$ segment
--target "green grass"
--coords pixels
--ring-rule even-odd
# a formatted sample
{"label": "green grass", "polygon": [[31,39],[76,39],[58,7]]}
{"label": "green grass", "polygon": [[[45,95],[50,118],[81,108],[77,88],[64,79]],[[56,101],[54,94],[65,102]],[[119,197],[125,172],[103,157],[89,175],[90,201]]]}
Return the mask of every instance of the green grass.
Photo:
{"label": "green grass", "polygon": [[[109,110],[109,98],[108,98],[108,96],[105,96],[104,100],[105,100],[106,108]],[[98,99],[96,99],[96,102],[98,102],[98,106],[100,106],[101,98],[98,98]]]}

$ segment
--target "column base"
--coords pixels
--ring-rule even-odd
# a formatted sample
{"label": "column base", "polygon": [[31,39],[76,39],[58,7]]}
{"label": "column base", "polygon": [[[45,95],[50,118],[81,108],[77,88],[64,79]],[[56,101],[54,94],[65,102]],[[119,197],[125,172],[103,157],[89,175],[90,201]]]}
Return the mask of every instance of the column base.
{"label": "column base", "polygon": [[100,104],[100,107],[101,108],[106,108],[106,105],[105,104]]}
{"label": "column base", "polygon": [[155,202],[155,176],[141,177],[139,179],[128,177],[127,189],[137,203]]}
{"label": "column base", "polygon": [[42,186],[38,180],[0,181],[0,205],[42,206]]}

WHAT TO PRODUCE: Rewrite all the rows above as a Markdown table with two columns, Number and Line. Each line goes in its own table row with its number, and blank lines are left out.

RESPONSE TO THIS EXERCISE:
| Number | Line |
|---|---|
| 1 | $ segment |
| 2 | --target "green grass" |
| 3 | --coords pixels |
| 4 | --ring-rule even-odd |
| 5 | # a formatted sample |
| 6 | {"label": "green grass", "polygon": [[31,39],[76,39],[58,7]]} |
| 7 | {"label": "green grass", "polygon": [[[45,95],[50,118],[81,108],[77,88],[64,79]],[[56,101],[54,94],[65,102]],[[119,197],[125,172],[103,157],[89,175],[90,201]]]} |
| 8 | Return the mask of every instance of the green grass. |
| 9 | Photo: |
| 10 | {"label": "green grass", "polygon": [[[109,110],[109,98],[108,98],[108,96],[105,96],[104,100],[105,100],[106,108]],[[98,99],[96,99],[96,102],[98,102],[98,106],[100,106],[101,98],[98,98]]]} |
| 11 | $ segment |
| 12 | --target "column base" |
| 13 | --coords pixels |
| 14 | --ring-rule even-odd |
| 15 | # a formatted sample |
| 16 | {"label": "column base", "polygon": [[31,39],[76,39],[58,7]]} |
| 17 | {"label": "column base", "polygon": [[[45,95],[50,118],[81,108],[77,88],[64,79]],[[56,101],[54,94],[65,102]],[[119,197],[125,172],[103,157],[89,175],[90,201]]]} |
| 18 | Return the mask of every instance of the column base. |
| 19 | {"label": "column base", "polygon": [[100,104],[100,107],[101,108],[106,108],[106,105],[105,104]]} |
| 20 | {"label": "column base", "polygon": [[155,202],[155,176],[141,177],[139,179],[128,177],[127,189],[137,203]]} |
| 21 | {"label": "column base", "polygon": [[42,186],[38,180],[0,181],[0,205],[42,206]]} |